◆ ОПИСАНИЕ ЗАДАЧИ ◆
Выпишите без изменений фрагмент текста о положении России в Европе: от слов, содержащих «Советские историки показали, как», до слов «и Черного морей.» включительно.

◆ ТЕКСТ ДЛЯ ЧТЕНИЯ ◆
################

Поскольку после свержения ига Орды (1480 г.) главными противниками воссоединения выступили Великое княжество Литовское, Польша и Орден, то названная доктрина служила и внешнеполитическим задачам. Но условия заметно изменились, ибо централизованная Россия, как мы видели, восстанавливала свое место в развивающейся политической системе государств Европы.

Россия становилась известной в литературе. Появились специальные труды о России, их авторы — Матвей Меховский (1517, Польша), Паоло Джовио, епископ Комо (1537, Италия), Сигизмунд Герберштейн (1549г Австрия), Олаус Магнус (1555, Швеция), Александр Гваньини (1582, Польша). Особенно достойно внимания то высокое место, которое заняла Россия в трактатах таких выдающихся ученых, как Т. Кампанелла и Ж. Воден.

Советские историки показали, как московское правительство стремилось использовать свой возрастающий международный авторитет для завершения политики воссоединения всех древнерусских земель, а если удастся, и для выхода к берегам Балтийского и Черного морей.

################

◆ ВЫДЕРЖКИ ИЗ ЗАПИСЕЙ ◆
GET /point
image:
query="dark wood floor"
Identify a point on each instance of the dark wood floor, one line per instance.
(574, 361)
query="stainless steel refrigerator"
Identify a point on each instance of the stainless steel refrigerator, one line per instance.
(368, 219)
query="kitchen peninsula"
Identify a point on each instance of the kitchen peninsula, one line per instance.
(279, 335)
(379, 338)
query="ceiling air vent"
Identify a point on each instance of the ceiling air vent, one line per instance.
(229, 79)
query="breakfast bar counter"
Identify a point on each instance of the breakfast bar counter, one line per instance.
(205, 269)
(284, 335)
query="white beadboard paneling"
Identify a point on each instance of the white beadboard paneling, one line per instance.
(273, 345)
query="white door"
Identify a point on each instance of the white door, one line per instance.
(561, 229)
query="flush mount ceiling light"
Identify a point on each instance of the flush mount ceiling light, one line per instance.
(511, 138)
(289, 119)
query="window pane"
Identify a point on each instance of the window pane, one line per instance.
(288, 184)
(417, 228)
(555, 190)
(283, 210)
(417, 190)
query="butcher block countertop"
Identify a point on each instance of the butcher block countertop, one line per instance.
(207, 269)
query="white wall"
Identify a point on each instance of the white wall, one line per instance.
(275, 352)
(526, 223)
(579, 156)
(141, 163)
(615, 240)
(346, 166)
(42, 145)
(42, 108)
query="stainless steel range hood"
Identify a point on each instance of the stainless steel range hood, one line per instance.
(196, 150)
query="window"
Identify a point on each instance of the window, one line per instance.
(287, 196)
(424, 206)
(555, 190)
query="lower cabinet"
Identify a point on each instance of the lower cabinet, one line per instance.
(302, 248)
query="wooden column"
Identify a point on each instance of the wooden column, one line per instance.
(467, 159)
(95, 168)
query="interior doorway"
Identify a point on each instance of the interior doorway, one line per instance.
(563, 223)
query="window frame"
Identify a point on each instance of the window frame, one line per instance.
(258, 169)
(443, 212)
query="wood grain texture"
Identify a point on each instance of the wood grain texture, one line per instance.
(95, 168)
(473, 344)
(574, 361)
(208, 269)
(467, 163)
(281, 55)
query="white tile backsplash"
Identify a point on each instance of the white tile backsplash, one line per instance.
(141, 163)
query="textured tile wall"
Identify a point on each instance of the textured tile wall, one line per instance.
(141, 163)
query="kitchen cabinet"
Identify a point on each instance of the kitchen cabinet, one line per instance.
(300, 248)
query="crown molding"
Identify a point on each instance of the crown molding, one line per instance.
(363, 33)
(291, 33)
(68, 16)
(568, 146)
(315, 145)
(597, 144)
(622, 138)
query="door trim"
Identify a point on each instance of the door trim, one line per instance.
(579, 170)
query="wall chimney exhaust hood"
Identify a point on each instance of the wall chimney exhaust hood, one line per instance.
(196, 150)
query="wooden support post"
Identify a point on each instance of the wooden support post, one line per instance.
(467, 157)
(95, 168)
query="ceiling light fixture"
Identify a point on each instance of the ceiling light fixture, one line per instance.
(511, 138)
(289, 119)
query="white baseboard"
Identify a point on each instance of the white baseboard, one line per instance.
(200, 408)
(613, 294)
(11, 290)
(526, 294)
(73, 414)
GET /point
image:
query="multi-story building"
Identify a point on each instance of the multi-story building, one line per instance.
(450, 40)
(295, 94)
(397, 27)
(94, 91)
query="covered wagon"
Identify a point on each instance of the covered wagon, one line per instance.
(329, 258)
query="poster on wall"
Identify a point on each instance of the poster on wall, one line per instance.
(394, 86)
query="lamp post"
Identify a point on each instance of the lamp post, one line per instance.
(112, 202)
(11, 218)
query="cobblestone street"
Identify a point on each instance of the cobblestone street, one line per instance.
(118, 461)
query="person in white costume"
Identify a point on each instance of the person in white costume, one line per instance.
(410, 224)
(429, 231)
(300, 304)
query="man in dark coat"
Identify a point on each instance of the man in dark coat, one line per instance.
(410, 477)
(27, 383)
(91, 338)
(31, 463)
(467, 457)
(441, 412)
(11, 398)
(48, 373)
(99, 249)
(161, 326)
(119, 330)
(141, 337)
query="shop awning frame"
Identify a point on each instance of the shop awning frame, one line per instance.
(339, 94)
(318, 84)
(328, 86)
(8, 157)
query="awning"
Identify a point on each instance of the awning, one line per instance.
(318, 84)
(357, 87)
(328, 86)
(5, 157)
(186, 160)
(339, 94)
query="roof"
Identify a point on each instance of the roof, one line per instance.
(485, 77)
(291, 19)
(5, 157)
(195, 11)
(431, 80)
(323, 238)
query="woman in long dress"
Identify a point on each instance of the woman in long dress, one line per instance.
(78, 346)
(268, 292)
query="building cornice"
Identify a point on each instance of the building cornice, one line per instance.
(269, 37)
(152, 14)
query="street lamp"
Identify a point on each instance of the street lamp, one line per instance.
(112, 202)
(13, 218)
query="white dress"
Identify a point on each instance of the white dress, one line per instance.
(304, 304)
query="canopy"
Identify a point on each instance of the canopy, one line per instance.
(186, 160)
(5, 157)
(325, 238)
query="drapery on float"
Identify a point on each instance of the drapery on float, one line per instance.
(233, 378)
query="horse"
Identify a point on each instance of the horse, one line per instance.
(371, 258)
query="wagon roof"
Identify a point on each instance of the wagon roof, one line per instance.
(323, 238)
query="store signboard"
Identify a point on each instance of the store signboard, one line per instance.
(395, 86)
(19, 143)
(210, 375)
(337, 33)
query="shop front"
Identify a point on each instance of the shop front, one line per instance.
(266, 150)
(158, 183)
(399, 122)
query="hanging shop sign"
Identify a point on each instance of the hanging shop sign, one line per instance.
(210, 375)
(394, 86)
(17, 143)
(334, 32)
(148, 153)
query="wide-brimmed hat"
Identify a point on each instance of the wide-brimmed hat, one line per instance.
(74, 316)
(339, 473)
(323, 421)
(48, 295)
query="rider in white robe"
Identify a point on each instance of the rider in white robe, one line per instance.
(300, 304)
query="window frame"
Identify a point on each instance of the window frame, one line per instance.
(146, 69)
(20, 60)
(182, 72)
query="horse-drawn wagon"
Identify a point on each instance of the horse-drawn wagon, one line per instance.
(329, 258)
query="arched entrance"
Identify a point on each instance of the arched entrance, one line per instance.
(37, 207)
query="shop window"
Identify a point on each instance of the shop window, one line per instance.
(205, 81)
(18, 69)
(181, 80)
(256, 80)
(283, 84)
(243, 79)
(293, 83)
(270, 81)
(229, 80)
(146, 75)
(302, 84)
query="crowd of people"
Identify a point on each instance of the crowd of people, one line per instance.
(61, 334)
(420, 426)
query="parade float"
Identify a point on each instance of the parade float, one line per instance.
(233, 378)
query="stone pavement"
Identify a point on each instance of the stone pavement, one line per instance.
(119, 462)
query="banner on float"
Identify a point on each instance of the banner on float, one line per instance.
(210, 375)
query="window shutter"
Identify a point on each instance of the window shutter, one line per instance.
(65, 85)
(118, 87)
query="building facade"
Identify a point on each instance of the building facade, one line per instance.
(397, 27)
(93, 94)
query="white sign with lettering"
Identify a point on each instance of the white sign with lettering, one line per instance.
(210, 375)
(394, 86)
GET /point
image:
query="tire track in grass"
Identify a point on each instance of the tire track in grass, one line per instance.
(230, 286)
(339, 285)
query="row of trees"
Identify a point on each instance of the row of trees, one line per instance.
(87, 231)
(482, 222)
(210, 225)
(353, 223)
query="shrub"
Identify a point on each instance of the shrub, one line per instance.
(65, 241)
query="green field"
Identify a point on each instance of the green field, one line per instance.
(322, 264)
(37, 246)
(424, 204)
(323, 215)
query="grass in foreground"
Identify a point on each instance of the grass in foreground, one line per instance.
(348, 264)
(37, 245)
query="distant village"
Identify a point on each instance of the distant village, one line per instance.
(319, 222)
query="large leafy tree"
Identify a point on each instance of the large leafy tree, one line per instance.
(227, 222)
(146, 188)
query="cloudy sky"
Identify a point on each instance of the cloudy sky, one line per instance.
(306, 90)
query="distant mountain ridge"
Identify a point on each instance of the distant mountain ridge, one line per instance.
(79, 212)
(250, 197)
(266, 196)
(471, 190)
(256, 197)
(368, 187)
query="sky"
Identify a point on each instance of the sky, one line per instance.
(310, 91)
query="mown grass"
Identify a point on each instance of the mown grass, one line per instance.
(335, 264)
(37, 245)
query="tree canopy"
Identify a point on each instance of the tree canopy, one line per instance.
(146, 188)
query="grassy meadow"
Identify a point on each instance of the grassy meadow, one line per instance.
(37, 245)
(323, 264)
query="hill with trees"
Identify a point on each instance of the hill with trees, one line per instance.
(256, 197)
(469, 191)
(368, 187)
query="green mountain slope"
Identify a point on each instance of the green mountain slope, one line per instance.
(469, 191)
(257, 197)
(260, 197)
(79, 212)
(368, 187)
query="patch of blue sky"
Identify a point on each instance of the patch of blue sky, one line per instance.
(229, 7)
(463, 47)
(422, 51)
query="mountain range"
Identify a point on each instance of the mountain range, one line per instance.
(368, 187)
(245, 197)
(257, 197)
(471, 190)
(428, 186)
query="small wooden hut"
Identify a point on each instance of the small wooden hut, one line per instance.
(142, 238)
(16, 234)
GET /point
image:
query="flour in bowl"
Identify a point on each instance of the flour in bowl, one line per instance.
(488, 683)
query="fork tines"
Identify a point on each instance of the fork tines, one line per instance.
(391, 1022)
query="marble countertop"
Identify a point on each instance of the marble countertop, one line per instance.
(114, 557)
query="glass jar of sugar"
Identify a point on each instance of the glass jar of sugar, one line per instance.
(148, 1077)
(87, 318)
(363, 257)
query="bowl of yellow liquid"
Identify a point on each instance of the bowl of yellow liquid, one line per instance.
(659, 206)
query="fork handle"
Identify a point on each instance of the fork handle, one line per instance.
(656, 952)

################

◆ РЕЗУЛЬТАТ ЗАДАЧИ ◆
Советские историки показали, как московское правительство стремилось использовать свой возрастающий международный авторитет для завершения политики воссоединения всех древнерусских земель, а если удастся, и для выхода к берегам Балтийского и Черного морей.